Starting from the line containing "Where can the white", write out the rest of the entries exactly, through the final line, including nothing else.

↓

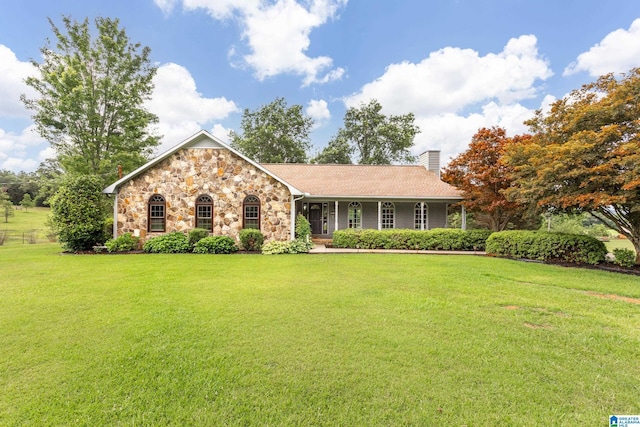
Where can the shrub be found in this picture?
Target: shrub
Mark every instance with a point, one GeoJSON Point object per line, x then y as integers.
{"type": "Point", "coordinates": [544, 246]}
{"type": "Point", "coordinates": [215, 245]}
{"type": "Point", "coordinates": [251, 239]}
{"type": "Point", "coordinates": [77, 214]}
{"type": "Point", "coordinates": [435, 239]}
{"type": "Point", "coordinates": [299, 246]}
{"type": "Point", "coordinates": [171, 243]}
{"type": "Point", "coordinates": [124, 243]}
{"type": "Point", "coordinates": [196, 235]}
{"type": "Point", "coordinates": [624, 257]}
{"type": "Point", "coordinates": [303, 228]}
{"type": "Point", "coordinates": [275, 247]}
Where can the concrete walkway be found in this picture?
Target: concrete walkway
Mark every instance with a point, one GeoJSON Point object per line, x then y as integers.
{"type": "Point", "coordinates": [322, 249]}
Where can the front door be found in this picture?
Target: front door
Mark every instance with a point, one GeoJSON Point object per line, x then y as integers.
{"type": "Point", "coordinates": [315, 218]}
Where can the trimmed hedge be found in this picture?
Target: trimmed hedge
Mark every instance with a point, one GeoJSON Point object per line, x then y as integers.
{"type": "Point", "coordinates": [215, 245]}
{"type": "Point", "coordinates": [545, 246]}
{"type": "Point", "coordinates": [275, 247]}
{"type": "Point", "coordinates": [171, 243]}
{"type": "Point", "coordinates": [435, 239]}
{"type": "Point", "coordinates": [251, 239]}
{"type": "Point", "coordinates": [123, 243]}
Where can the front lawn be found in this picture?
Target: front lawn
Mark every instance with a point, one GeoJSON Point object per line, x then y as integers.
{"type": "Point", "coordinates": [334, 339]}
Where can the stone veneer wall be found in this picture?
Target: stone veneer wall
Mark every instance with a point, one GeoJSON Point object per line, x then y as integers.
{"type": "Point", "coordinates": [192, 172]}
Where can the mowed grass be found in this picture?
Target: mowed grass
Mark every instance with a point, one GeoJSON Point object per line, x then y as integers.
{"type": "Point", "coordinates": [313, 340]}
{"type": "Point", "coordinates": [25, 226]}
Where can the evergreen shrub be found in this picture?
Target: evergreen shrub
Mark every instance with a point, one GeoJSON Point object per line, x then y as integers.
{"type": "Point", "coordinates": [275, 247]}
{"type": "Point", "coordinates": [170, 243]}
{"type": "Point", "coordinates": [215, 245]}
{"type": "Point", "coordinates": [251, 239]}
{"type": "Point", "coordinates": [624, 257]}
{"type": "Point", "coordinates": [435, 239]}
{"type": "Point", "coordinates": [123, 243]}
{"type": "Point", "coordinates": [196, 235]}
{"type": "Point", "coordinates": [545, 246]}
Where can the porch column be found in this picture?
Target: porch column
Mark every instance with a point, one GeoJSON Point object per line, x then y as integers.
{"type": "Point", "coordinates": [464, 218]}
{"type": "Point", "coordinates": [292, 233]}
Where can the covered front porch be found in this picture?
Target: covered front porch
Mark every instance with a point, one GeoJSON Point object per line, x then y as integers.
{"type": "Point", "coordinates": [326, 216]}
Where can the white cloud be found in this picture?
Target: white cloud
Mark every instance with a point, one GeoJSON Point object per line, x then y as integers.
{"type": "Point", "coordinates": [181, 109]}
{"type": "Point", "coordinates": [318, 110]}
{"type": "Point", "coordinates": [221, 132]}
{"type": "Point", "coordinates": [618, 52]}
{"type": "Point", "coordinates": [16, 150]}
{"type": "Point", "coordinates": [452, 79]}
{"type": "Point", "coordinates": [165, 5]}
{"type": "Point", "coordinates": [12, 75]}
{"type": "Point", "coordinates": [442, 89]}
{"type": "Point", "coordinates": [277, 35]}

↑

§ **Exercise response**
Where can the white cloud be found in this picture?
Target: white cloud
Mark every instance with a point, one GeoJSON Point object per line, x then y as integers.
{"type": "Point", "coordinates": [181, 109]}
{"type": "Point", "coordinates": [318, 110]}
{"type": "Point", "coordinates": [221, 132]}
{"type": "Point", "coordinates": [618, 52]}
{"type": "Point", "coordinates": [16, 150]}
{"type": "Point", "coordinates": [452, 79]}
{"type": "Point", "coordinates": [165, 5]}
{"type": "Point", "coordinates": [12, 75]}
{"type": "Point", "coordinates": [442, 89]}
{"type": "Point", "coordinates": [277, 35]}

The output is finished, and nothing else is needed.